Instructions for the task: Retype only what runs from the line with "[mark] mist over" through the end of the entries, exactly and in full, but omit any picture you find.

::::::::

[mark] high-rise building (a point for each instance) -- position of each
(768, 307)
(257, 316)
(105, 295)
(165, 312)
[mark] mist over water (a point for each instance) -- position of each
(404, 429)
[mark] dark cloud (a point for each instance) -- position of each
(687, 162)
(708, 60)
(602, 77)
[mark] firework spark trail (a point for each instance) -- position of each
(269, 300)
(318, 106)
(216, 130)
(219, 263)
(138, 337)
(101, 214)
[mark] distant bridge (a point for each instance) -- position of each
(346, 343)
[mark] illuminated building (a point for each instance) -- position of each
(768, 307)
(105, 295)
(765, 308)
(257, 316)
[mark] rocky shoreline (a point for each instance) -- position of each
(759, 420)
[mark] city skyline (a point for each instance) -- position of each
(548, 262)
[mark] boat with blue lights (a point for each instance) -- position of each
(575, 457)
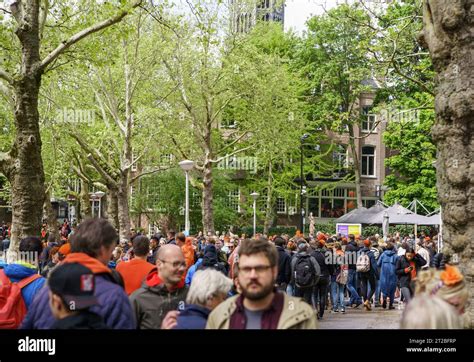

::::::::

Solved exercise:
[mark] mist over water (a point for each instance) -- position of each
(404, 429)
[mark] dark cloud (a point for each instance) -- position of each
(687, 162)
(708, 60)
(602, 77)
[mark] firework spark trail (a point for each instance) -- position of each
(269, 300)
(318, 106)
(216, 130)
(219, 263)
(138, 337)
(101, 214)
[mark] distant bridge (a point for each instance) -- position of each
(346, 343)
[mark] illuminated building (a point for each instance) -- position of each
(768, 307)
(105, 295)
(765, 308)
(257, 316)
[mark] rocky shoreline (a point for each instance) -- position of each
(759, 420)
[mark] city skyline (a point for each instance) -- position of each
(548, 262)
[mark] boat with blue lights (a point for each instance) -- position of each
(575, 457)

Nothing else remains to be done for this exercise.